WHAT NEEDS TO BE DONE.
Report each line of the material that contains the word "white", treating uppercase and lowercase as distinct.

MATERIAL FOR THIS TASK.
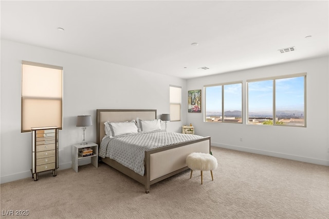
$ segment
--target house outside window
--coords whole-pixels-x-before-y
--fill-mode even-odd
[[[248,124],[306,127],[306,73],[248,80],[247,89]]]

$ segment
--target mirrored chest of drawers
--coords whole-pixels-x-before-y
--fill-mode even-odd
[[[39,179],[39,173],[58,169],[58,128],[56,126],[31,129],[32,133],[32,178]]]

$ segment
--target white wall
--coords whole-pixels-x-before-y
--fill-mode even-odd
[[[188,90],[243,80],[244,117],[242,124],[206,123],[203,110],[188,113],[187,123],[193,124],[196,134],[211,136],[213,145],[329,166],[328,65],[325,57],[188,80]],[[305,72],[307,127],[246,124],[247,80]]]
[[[21,61],[63,66],[63,129],[60,131],[60,170],[70,168],[71,145],[82,141],[76,117],[91,115],[86,140],[96,141],[96,110],[156,109],[169,113],[169,85],[186,80],[8,41],[1,41],[1,183],[31,177],[31,134],[21,133]],[[168,124],[180,132],[186,123],[187,99],[182,99],[182,121]]]

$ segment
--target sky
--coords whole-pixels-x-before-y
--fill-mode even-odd
[[[248,83],[248,111],[272,112],[273,80]],[[242,84],[224,85],[224,111],[242,111]],[[206,87],[207,112],[222,112],[222,86]],[[277,111],[304,111],[304,77],[276,80]]]

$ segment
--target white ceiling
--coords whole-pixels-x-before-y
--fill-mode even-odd
[[[328,55],[328,1],[2,1],[1,38],[188,79]]]

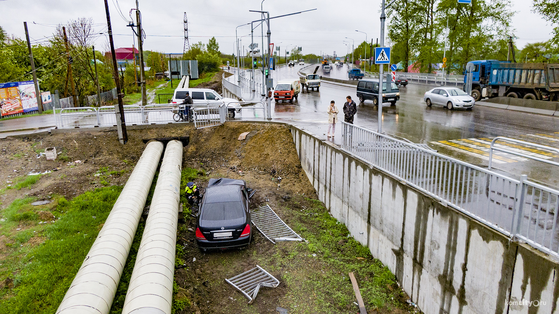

SOLUTION TO THIS TASK.
--target white wall
--target white ceiling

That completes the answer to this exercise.